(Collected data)
● ● ● ● ●

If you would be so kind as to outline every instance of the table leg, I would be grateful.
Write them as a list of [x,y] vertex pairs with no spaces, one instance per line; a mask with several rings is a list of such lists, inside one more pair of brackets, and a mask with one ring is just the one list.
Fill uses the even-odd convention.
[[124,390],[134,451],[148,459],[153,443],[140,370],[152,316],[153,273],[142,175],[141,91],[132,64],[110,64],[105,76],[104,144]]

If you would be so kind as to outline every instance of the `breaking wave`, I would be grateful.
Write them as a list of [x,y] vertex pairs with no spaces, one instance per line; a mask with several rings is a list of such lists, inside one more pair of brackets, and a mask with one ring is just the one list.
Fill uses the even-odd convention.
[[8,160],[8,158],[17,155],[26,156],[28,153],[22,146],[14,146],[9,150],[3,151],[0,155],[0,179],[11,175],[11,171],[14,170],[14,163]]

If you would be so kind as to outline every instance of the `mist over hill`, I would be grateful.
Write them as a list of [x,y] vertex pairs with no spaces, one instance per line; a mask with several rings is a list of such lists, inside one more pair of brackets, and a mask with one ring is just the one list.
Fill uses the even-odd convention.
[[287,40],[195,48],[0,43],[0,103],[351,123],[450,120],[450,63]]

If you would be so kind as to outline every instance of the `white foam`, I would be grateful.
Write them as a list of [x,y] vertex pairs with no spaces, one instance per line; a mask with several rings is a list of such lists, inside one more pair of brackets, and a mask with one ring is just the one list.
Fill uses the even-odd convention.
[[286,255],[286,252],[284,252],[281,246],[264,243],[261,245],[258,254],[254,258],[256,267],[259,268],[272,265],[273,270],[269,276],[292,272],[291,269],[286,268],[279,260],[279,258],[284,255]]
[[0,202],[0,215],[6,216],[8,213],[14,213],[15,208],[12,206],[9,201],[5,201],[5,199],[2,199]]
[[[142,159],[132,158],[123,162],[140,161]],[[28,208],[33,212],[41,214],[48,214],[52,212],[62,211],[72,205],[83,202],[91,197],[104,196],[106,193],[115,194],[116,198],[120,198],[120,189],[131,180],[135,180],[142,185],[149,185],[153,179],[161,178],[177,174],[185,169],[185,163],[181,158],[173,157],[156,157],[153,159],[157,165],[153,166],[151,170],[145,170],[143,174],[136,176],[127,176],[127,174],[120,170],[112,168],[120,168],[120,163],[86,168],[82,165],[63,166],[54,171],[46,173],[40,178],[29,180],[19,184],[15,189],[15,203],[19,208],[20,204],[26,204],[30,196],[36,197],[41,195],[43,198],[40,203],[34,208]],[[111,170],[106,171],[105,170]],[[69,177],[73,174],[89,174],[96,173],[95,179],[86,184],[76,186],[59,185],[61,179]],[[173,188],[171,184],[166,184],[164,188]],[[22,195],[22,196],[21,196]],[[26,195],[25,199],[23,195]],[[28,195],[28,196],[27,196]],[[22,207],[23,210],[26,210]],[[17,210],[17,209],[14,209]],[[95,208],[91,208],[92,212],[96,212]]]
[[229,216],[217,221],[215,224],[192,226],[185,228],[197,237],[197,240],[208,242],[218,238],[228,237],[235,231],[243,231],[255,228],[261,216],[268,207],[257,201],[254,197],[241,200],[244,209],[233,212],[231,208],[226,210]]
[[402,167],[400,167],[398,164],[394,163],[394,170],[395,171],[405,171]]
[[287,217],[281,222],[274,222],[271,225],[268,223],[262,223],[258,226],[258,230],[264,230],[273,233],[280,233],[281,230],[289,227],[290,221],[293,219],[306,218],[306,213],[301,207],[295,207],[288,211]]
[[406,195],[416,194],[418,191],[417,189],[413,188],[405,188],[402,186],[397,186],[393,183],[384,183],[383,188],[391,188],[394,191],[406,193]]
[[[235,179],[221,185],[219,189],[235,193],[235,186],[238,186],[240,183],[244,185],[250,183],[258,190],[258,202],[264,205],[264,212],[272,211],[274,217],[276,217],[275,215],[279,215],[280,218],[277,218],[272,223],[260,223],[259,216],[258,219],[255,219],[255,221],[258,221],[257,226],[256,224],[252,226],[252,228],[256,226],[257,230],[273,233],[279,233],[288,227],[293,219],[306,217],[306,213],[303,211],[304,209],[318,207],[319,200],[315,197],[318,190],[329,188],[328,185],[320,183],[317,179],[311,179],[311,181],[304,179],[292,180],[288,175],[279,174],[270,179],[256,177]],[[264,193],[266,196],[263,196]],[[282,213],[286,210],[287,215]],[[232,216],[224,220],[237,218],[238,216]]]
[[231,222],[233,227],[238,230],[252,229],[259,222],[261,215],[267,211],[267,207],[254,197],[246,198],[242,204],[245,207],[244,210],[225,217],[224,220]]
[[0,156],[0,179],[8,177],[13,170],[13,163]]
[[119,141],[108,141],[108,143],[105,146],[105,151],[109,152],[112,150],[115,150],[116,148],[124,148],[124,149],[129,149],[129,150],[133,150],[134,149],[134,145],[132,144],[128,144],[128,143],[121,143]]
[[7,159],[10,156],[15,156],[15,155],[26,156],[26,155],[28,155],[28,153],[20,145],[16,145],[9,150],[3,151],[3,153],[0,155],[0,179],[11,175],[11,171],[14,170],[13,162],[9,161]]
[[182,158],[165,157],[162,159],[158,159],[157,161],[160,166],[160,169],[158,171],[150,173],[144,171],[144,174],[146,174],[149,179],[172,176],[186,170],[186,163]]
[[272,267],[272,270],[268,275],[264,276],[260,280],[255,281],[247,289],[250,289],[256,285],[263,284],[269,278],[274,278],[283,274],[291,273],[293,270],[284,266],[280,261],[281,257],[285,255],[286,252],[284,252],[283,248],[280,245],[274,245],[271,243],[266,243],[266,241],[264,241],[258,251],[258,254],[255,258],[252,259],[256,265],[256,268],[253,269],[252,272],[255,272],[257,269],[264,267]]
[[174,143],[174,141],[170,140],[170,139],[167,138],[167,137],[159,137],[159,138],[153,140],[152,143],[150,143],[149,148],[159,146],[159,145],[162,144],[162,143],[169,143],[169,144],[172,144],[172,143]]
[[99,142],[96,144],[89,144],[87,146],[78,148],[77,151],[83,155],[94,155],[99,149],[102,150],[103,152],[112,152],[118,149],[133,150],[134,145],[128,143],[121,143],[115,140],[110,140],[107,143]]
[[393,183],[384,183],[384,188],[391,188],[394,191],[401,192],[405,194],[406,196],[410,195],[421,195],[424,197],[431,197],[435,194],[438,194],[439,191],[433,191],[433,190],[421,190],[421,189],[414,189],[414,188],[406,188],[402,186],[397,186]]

● ● ● ● ●

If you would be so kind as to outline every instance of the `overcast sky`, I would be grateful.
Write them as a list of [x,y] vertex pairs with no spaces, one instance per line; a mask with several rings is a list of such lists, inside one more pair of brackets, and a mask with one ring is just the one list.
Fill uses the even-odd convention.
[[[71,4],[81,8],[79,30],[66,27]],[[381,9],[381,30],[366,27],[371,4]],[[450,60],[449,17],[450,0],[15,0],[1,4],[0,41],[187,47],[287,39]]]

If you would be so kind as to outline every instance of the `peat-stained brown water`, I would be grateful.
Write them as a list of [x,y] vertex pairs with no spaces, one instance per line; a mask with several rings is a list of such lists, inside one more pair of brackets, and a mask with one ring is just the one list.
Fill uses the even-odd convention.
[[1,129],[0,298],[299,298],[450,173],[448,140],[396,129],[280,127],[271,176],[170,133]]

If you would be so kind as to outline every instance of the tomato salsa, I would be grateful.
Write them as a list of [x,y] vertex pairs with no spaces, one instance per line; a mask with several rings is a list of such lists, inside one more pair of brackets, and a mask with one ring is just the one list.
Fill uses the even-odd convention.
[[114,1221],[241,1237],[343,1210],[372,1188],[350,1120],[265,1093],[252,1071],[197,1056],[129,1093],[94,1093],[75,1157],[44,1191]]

● ● ● ● ●

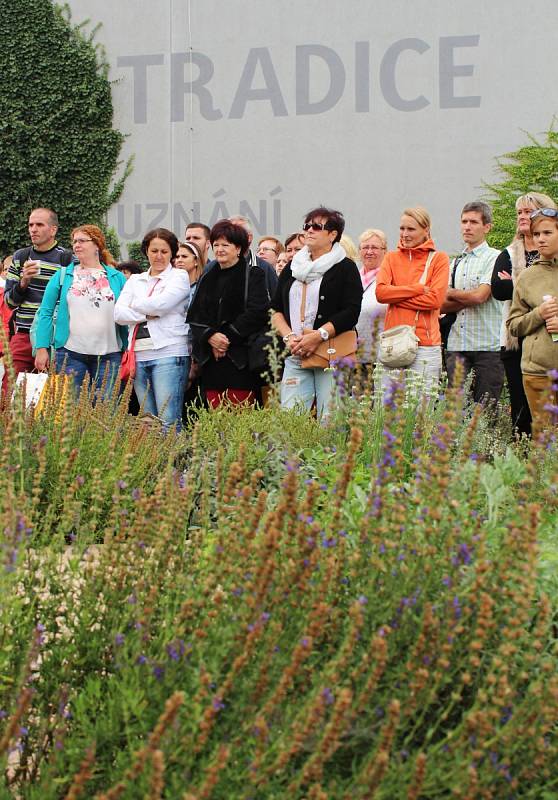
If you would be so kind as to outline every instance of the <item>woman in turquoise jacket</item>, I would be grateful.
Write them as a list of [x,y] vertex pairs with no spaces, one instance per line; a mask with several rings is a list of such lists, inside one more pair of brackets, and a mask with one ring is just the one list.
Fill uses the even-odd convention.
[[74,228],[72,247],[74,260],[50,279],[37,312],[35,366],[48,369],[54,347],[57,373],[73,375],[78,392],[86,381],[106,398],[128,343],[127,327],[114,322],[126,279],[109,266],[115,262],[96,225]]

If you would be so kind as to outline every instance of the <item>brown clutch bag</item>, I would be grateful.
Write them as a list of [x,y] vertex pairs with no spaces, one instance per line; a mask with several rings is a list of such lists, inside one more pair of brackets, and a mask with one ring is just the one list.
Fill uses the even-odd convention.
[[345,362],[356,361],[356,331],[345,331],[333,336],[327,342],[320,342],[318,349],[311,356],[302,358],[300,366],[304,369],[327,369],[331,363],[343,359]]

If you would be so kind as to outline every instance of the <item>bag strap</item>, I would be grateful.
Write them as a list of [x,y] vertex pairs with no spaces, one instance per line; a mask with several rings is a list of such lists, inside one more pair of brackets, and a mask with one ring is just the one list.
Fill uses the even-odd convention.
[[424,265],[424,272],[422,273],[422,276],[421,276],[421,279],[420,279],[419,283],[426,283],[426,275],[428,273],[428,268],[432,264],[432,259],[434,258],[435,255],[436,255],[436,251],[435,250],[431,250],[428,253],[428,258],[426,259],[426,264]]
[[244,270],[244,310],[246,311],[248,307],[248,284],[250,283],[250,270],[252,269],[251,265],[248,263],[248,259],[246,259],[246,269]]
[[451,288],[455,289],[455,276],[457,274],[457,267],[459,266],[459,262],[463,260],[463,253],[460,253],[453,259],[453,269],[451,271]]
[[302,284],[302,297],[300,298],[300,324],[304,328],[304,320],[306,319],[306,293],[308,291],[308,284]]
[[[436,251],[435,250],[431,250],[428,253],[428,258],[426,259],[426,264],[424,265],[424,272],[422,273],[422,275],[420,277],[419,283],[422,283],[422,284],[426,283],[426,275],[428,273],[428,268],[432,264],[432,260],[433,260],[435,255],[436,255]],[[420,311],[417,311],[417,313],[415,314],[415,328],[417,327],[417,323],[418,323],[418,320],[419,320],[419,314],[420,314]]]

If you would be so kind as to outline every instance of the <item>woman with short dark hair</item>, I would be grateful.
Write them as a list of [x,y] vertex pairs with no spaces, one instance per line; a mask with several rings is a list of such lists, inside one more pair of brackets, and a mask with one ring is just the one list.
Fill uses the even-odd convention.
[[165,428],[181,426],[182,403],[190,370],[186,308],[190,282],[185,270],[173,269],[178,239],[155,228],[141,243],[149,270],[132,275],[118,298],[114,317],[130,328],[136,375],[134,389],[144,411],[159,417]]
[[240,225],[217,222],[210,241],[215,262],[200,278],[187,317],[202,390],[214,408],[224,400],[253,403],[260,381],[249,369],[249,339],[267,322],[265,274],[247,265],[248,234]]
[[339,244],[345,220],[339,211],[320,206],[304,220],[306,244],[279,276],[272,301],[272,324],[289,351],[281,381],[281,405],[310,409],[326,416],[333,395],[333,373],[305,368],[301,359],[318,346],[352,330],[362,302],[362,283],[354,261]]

● ● ● ● ●

◆ Problem to work on:
Scan the entries above. Copy each line that has the string "woman".

◆ Answer to this task:
If you would be so kind as to outline every instance of the <item>woman in turquoise jacket</item>, I would be grateful.
If you would be so kind as to outline every instance of the <item>woman with short dark hair</item>, I would be grateful.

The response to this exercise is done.